Prompt | Each record must appear in the answer exactly as it does in the data.

- - -

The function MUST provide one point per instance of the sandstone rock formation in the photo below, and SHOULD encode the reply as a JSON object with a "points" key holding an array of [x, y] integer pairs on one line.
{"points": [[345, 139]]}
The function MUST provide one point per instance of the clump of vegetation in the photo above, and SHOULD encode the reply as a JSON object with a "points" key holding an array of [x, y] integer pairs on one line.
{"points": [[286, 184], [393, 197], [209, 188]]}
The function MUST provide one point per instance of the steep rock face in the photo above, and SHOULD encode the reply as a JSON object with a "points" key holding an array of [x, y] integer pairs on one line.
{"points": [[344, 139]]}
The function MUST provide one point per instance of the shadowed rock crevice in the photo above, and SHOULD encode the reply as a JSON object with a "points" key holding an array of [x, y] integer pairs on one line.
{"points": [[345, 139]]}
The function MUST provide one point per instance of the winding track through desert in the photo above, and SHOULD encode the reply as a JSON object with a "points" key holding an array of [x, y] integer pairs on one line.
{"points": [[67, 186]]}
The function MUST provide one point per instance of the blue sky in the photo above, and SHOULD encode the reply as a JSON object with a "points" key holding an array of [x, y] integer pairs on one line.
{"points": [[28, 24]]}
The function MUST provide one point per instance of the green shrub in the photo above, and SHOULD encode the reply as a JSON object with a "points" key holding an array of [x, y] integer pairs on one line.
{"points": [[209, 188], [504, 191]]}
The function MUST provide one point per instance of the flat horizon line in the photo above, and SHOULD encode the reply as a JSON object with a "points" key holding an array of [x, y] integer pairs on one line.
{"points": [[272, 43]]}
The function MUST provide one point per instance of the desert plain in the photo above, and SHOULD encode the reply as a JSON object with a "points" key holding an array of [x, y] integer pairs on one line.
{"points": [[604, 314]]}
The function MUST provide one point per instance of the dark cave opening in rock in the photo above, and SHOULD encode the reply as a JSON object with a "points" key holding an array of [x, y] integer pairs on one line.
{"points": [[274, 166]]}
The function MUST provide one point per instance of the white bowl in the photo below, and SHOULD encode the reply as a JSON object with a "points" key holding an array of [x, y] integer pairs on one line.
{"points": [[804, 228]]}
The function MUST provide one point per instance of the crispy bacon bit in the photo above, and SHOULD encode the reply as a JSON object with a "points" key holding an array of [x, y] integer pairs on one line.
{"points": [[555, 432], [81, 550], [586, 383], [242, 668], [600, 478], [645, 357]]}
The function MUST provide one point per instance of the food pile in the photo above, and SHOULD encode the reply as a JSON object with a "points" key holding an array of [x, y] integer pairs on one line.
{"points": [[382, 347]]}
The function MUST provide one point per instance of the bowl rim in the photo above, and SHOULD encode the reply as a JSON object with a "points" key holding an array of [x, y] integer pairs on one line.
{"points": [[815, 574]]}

- - -

Result |
The function MUST provide one point per instance of the sandstone rock formation in the photo below, and SHOULD encode the reply as a JSON object with a "points" key holding an array of [x, y] integer pairs on one line.
{"points": [[345, 139]]}
The function MUST provide one point per instance of the clump of vegetation in the photo above, and SHOULD encode the reply as a JSON object with a "points" key holding an array of [x, y] integer pairs on one line.
{"points": [[286, 184], [393, 197], [209, 188]]}
The function MUST provide one point per instance of the steep rock face in the photo above, and SHOULD encode the reply as a JSON object with a "points" key holding an array of [x, y] integer pairs on one line.
{"points": [[344, 139]]}
The function MUST provide one point per instance of the shadowed rock crevice in the photo above, and SHOULD encode the reply as a JSON object with a "points" key holding an array of [x, y] integer pairs on one line.
{"points": [[345, 139]]}
The function MUST provide one point per instance of the winding track through desert in the photo above, and SHOULD encode the reply as a JSON object with a "points" key holding an array of [x, y] integer pairs on one line.
{"points": [[67, 186]]}
The function MUST provide one point per instance of the blue sky in the photo above, and SHOULD encode the reply as a JSON object with a "points" key holding an array of [x, y] integer pairs on one line.
{"points": [[28, 24]]}
The function MUST provide one point per instance of the green shrub in the photo above, and SHOULD encode the reply as a JSON object with a "points" key holding an array of [x, y] integer pairs on one line.
{"points": [[209, 188], [504, 191]]}
The function MUST provide one point per instance of the flat horizon line in the photo above, and SHOULD encode the reply as a JSON object with a "points" key holding an array of [x, y] integer pairs on one line.
{"points": [[272, 43]]}
The function MUST provide one point per instance of the desert plain in the photo above, and SHOULD encode the reply as a JSON object with a "points" key holding an array of [x, y] integer pairs on one line.
{"points": [[604, 314]]}
The function MUST provide one point per instance of the dark cave opening in rock in the photo above, and SHOULD encode the reply as a JSON object with a "points" key holding an array of [x, y] integer pairs on one line.
{"points": [[274, 166]]}
The function MUST provide one point per instance of the white bowl in the photo below, and SHOULD encode the reply as a JSON object with a "points" key holding an array of [x, y] integer pairs on one line.
{"points": [[804, 228]]}
The function MUST provide one point per instance of the crispy bacon bit in the photo above, and SHOULD encode the reply as a JSON object with a "points" key holding an array of [x, y] integer pairs on one line.
{"points": [[555, 432], [81, 550], [586, 383], [242, 668], [600, 478], [645, 357]]}
The function MUST provide one point per instance of the food pile in the photo above, and SHOULD encode the reply as a JSON object with a "points" key holding an array of [x, y] integer pairs on one line.
{"points": [[382, 347]]}
The function MUST provide one point per instance of the bowl rim in the photo above, and SHOULD encode the reply as a JSON object with a "points" key holding an array of [x, y] integer pairs on one line.
{"points": [[815, 574]]}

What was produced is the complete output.